Re: Sequence Number Generation With Zookeeper

2010-08-10 Thread David Rosenstrauch
Good news!  I got approval to release this code!  (Man, I love working 
for a startup!!!)  :-)


So anyone know:  what's the next step?  Do I need to obtain commit 
privileges?  Or do I deliver the code to someone who has commit privs 
who shepherds this for me?


Also, what (if anything) do I need to tweak in the code to make it 
release-ready.  (e.g., Change package names?  Slap an Apache license on 
it?  etc.)


Thanks,

DR

On 08/06/2010 10:39 PM, David Rosenstrauch wrote:

I'll run it by my boss next week.

DR

On 08/06/2010 07:30 PM, Mahadev Konar wrote:

Hi David,
I think it would be really useful. It would be very helpful for someone
looking for geenrating unique tokens/generations ids ( I can think of
plenty
of applications for this).

Please do consider contributing it back to the community!

Thanks
mahadev


On 8/6/10 7:10 AM, David Rosenstrauchdar...@darose.net wrote:


Perhaps. I'd have to ask my boss for permission to release the code.

Is this something that would be interesting/useful to other people? If
so, I can ask about it.

DR

On 08/05/2010 11:02 PM, Jonathan Holloway wrote:

Hi David,

We did discuss potentially doing this as well. It would be nice to
get some
recipes for Zookeeper done for this area, if people think it's
useful. Were
you thinking of submitting this back as a recipe, if not then I could
potentially work on such a recipe instead.

Many thanks,
Jon.



I just ran into this exact situation, and handled it like so:

I wrote a library that uses the option (b) you described above. Only
instead of requesting a single sequence number, you request a block
of them
at a time from Zookeeper, and then locally use them up one by one
from the
block you retrieved. Retrieving by block (e.g., by blocks of 1
at a
time) eliminates the contention issue.

(Dataset entries)
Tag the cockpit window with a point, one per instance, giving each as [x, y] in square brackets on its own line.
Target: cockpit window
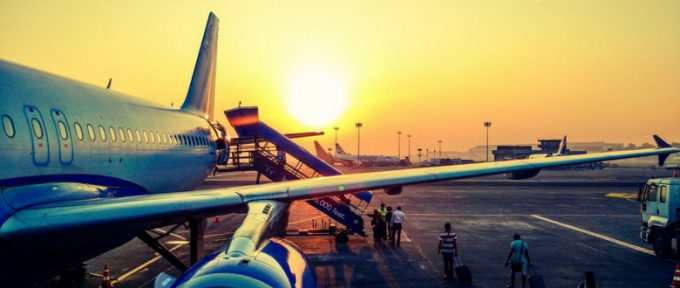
[8, 124]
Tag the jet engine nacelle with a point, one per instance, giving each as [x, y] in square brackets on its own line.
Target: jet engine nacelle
[524, 174]
[278, 264]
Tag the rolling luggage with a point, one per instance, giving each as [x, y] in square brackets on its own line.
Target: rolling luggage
[463, 273]
[535, 280]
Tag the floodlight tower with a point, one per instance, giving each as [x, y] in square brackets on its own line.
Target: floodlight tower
[358, 125]
[487, 124]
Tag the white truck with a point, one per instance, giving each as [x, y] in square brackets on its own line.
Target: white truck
[660, 215]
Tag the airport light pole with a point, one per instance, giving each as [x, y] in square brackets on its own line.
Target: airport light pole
[440, 148]
[487, 125]
[336, 139]
[358, 125]
[409, 147]
[398, 144]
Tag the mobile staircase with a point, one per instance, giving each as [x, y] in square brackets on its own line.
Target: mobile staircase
[263, 149]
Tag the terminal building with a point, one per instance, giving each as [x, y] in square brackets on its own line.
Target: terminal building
[545, 146]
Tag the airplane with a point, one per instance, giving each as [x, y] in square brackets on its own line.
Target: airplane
[86, 169]
[348, 160]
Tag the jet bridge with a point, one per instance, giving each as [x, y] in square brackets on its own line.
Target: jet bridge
[272, 154]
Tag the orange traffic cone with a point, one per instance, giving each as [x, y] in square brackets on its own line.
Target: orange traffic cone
[106, 278]
[676, 277]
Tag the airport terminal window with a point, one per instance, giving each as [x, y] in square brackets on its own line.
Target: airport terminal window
[37, 128]
[79, 131]
[662, 194]
[9, 126]
[90, 132]
[102, 133]
[62, 130]
[651, 192]
[112, 132]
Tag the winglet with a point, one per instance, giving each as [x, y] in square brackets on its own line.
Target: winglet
[662, 144]
[200, 98]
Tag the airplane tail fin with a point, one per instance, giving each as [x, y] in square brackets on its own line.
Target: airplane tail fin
[322, 153]
[339, 149]
[201, 95]
[562, 150]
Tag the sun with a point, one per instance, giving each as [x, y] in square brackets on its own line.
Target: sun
[317, 97]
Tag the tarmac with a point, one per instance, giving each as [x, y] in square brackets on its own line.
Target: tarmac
[573, 222]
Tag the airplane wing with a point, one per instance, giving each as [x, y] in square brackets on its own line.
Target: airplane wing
[152, 210]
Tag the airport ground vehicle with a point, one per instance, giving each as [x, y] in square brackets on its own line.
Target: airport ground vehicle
[660, 214]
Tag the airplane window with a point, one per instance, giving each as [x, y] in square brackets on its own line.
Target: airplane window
[113, 134]
[102, 133]
[121, 133]
[9, 126]
[62, 130]
[37, 128]
[90, 132]
[79, 131]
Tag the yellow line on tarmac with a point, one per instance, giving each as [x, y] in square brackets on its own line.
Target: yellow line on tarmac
[596, 235]
[146, 264]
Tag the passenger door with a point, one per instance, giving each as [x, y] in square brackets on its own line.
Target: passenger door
[64, 137]
[40, 143]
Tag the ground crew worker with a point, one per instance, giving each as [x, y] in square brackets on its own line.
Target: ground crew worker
[519, 252]
[388, 220]
[448, 247]
[383, 211]
[398, 219]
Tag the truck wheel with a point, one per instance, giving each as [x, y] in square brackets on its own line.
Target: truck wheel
[661, 244]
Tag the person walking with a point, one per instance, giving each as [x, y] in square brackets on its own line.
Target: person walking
[388, 220]
[378, 228]
[519, 253]
[448, 247]
[398, 218]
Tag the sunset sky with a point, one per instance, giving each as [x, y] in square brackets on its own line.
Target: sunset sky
[593, 70]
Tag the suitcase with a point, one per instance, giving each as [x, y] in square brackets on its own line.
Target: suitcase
[535, 280]
[463, 273]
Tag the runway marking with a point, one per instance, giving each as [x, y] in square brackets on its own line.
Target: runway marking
[517, 215]
[146, 264]
[596, 235]
[622, 195]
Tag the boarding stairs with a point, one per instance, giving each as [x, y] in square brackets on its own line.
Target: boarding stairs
[259, 154]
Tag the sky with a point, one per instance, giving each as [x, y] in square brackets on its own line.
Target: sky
[593, 70]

Goal 1 >>
Render this sentence from the Zookeeper thread into Spanish: "I'd have to ask my boss for permission to release the code."
Goal 2 >>
Return the passage of the Zookeeper thread starting at "Also, what (if" and ending at "boss next week.".
Work only from the Zookeeper thread.

Exercise result 1 >>
Tendría que pedirle permiso a mi jefe para publicar el código.

Exercise result 2 >>
Also, what (if anything) do I need to tweak in the code to make it 
release-ready.  (e.g., Change package names?  Slap an Apache license on 
it?  etc.)


Thanks,

DR

On 08/06/2010 10:39 PM, David Rosenstrauch wrote:

I'll run it by my boss next week.